**BRIEF**
When you reach the entries below, transcribe each line word for word.
___ RECORDS FOR PROCESSING ___
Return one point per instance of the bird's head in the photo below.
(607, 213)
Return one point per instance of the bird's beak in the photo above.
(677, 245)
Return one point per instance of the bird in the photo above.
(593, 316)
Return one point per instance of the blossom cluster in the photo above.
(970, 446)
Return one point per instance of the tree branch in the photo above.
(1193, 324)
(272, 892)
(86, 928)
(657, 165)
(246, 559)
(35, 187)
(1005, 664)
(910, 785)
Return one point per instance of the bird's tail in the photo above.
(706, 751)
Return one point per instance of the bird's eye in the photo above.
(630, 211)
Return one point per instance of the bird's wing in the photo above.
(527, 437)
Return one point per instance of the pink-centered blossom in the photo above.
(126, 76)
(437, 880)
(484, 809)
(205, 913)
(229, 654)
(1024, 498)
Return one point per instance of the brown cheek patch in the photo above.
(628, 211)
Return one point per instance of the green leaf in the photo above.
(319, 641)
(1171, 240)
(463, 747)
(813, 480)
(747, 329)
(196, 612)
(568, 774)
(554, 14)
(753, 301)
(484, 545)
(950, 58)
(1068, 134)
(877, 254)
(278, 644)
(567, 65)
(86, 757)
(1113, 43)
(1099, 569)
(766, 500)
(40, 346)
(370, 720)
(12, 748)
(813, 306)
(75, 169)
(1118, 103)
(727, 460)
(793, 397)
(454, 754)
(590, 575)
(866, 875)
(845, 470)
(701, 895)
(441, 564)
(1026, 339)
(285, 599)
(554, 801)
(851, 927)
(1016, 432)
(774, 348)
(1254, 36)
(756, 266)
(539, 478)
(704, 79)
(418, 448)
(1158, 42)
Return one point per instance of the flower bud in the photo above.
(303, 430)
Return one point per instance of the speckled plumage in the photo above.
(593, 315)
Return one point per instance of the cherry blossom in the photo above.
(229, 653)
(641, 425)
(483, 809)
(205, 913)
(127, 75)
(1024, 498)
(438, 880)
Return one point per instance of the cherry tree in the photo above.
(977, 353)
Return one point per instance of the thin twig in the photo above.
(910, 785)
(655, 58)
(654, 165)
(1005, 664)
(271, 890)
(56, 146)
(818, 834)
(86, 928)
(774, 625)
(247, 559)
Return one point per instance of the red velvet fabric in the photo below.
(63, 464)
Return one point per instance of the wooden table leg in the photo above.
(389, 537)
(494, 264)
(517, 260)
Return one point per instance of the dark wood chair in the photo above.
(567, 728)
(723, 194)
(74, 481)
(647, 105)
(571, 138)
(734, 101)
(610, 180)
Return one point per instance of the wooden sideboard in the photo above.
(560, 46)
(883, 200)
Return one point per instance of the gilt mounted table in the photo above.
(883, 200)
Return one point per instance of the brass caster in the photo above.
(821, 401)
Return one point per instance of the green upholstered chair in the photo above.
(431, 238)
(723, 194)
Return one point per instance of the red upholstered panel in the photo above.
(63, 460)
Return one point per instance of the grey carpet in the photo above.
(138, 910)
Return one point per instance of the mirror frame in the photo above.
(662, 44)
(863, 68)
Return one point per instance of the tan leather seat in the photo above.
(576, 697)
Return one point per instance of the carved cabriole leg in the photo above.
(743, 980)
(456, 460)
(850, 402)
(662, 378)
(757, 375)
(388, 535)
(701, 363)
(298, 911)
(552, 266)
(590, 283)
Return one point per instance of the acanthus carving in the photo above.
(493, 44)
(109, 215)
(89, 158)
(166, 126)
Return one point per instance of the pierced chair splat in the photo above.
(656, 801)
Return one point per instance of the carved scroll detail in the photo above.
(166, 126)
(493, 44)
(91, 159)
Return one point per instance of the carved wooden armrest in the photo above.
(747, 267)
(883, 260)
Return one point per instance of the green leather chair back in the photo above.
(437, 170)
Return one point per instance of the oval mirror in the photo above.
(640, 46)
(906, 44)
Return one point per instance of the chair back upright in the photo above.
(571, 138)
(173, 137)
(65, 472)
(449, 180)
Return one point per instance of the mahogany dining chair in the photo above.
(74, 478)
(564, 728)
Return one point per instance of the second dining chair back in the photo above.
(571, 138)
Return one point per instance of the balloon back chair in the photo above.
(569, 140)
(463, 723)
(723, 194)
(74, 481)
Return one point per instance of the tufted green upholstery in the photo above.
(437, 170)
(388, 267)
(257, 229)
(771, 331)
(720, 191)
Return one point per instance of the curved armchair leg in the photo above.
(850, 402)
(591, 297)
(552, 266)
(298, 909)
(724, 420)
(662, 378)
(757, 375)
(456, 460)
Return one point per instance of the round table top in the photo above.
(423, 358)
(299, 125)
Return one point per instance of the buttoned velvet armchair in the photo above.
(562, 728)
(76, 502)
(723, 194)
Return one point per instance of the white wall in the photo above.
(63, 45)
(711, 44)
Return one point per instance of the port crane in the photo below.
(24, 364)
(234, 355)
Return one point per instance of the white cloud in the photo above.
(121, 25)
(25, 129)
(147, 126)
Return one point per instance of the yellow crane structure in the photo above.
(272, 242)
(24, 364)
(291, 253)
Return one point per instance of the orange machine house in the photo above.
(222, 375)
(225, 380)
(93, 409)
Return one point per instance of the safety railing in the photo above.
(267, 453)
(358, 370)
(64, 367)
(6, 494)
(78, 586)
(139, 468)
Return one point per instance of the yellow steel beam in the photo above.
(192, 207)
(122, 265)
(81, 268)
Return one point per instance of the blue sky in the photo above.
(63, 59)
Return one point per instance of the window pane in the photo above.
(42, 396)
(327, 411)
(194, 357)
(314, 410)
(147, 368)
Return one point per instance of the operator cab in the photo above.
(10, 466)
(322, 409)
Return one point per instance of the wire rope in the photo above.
___
**RESPONSE TO THIS EXERCISE**
Return one point per instance of the bird's head in the photo below.
(607, 213)
Return one point per instance of the bird's beak in the photo above.
(677, 245)
Return one point per instance of the bird in the photo above.
(593, 316)
Return one point per instance of the blossom cluster in the photo above.
(970, 446)
Return one point per instance of the tree branch in the photo above.
(1193, 324)
(272, 892)
(86, 928)
(657, 165)
(246, 559)
(35, 187)
(1005, 664)
(910, 785)
Return one point per instance of the bird's tail in the photo above.
(706, 751)
Return one point per instance of the bird's eye in the photo above.
(630, 211)
Return one point per instance of the bird's wing in the photo above.
(527, 437)
Return one point per instance of the pink-centered blossom in the photo above.
(126, 76)
(437, 880)
(484, 809)
(205, 913)
(229, 654)
(1024, 498)
Return one point per instance of the brown cheek patch in the photo above.
(628, 211)
Return one point per instance of the green leaf in the photo above.
(319, 641)
(1171, 240)
(463, 747)
(813, 480)
(747, 329)
(196, 612)
(568, 774)
(554, 14)
(753, 301)
(484, 545)
(950, 58)
(1068, 134)
(877, 254)
(278, 644)
(567, 65)
(86, 757)
(1113, 43)
(1099, 569)
(766, 500)
(40, 346)
(370, 720)
(12, 748)
(813, 306)
(75, 169)
(1118, 103)
(727, 460)
(793, 397)
(454, 754)
(590, 575)
(866, 875)
(845, 470)
(701, 895)
(441, 564)
(1026, 339)
(285, 599)
(554, 801)
(851, 927)
(1016, 432)
(774, 348)
(1254, 36)
(756, 266)
(539, 478)
(704, 79)
(418, 448)
(1158, 42)
Return one point per instance of the flower bud in the photo above.
(303, 430)
Return one point per instance of the speckled plumage in the photo above.
(593, 315)
Return one point per instance of the cherry blossom in the photo above.
(229, 653)
(641, 425)
(483, 809)
(205, 913)
(127, 75)
(1024, 498)
(438, 880)
Return one point per instance of the cherry tree in the photo above.
(977, 353)
Return one point per instance of the thin twig in the photo above.
(910, 785)
(655, 58)
(654, 165)
(1005, 664)
(271, 890)
(56, 146)
(818, 834)
(86, 928)
(774, 625)
(247, 559)
Return one point per instance of the red velvet fabric in the photo below.
(63, 464)
Return one point per instance of the wooden table leg in the photo above.
(389, 537)
(494, 264)
(517, 260)
Return one point per instance of the dark wood chair in the photo above.
(567, 728)
(723, 194)
(74, 481)
(647, 105)
(571, 138)
(734, 101)
(610, 180)
Return one point per instance of the wooden sideboard in the photo above.
(560, 46)
(883, 200)
Return one point per instance of the gilt mounted table in the photo above.
(883, 200)
Return one point per instance of the brass caster in the photo above.
(821, 401)
Return one point per instance of the green upholstered chair in the photo above.
(431, 238)
(723, 194)
Return one point per instance of the red upholstered panel in the photo above.
(63, 460)
Return one point per instance of the grey carpet in the photo above.
(138, 910)
Return one point per instance of the mirror frame in the photo above.
(662, 44)
(863, 68)
Return one point per instance of the tan leather seat in the photo above.
(576, 697)
Return one point per instance of the carved cabriole leg in the photo above.
(743, 980)
(456, 460)
(850, 402)
(662, 378)
(757, 375)
(388, 535)
(701, 363)
(298, 911)
(552, 266)
(590, 283)
Return one point per instance of the acanthus carving in the photo above.
(493, 44)
(109, 215)
(89, 158)
(166, 126)
Return one point per instance of the pierced chair splat in the photo above.
(656, 801)
Return one point per instance of the carved scroll detail in the photo above.
(166, 126)
(493, 44)
(91, 159)
Return one point per instance of the carved wooden armrest in the photo above.
(747, 267)
(883, 260)
Return one point per instance of the green leather chair back in the photo above.
(437, 170)
Return one point per instance of the oval mirror in the photo above.
(640, 46)
(906, 44)
Return one point per instance of the chair back upright in the photo above.
(571, 138)
(173, 137)
(65, 472)
(449, 180)
Return one point per instance of the mahogany dining chair in the photo above.
(74, 478)
(564, 728)
Return one point per instance of the second dining chair back in the photo above.
(571, 138)
Return one point per instance of the balloon back chair in the photo above.
(569, 140)
(463, 723)
(723, 194)
(74, 481)
Return one point per instance of the tufted green upholstery in the photo above.
(437, 170)
(388, 267)
(257, 229)
(771, 331)
(720, 191)
Return one point per instance of the curved armchair leg in the photo above.
(850, 402)
(591, 297)
(552, 266)
(298, 909)
(724, 420)
(662, 378)
(757, 375)
(456, 460)
Return one point per instance of the round table top in the photo above.
(423, 358)
(299, 125)
Return one point per instance of the buttoned velvet armchair in the photo above.
(562, 728)
(76, 502)
(723, 194)
Return one point per instance of the white wall in the photo above.
(63, 45)
(711, 44)
Return one point per instance of the port crane in the photo below.
(24, 364)
(234, 355)
Return one point per instance of the white cloud in the photo above.
(121, 25)
(25, 129)
(147, 126)
Return one point per instance of the yellow crane structure in the photo above.
(272, 242)
(24, 364)
(291, 253)
Return one point per instance of the orange machine house in the photo above.
(222, 375)
(225, 380)
(93, 409)
Return one point per instance of the safety railing in the photo above.
(267, 453)
(358, 370)
(64, 367)
(6, 494)
(78, 586)
(139, 468)
Return one point per instance of the yellow steel beam in the photo above.
(192, 207)
(122, 265)
(81, 268)
Return one point per instance of the blue sky in the photo above.
(63, 59)
Return one point per instance of the window pane in the photo above.
(42, 396)
(327, 411)
(194, 357)
(314, 410)
(147, 368)
Return one point per instance of the operator cab in the photo above.
(10, 466)
(322, 409)
Return one point per instance of the wire rope in the photo above.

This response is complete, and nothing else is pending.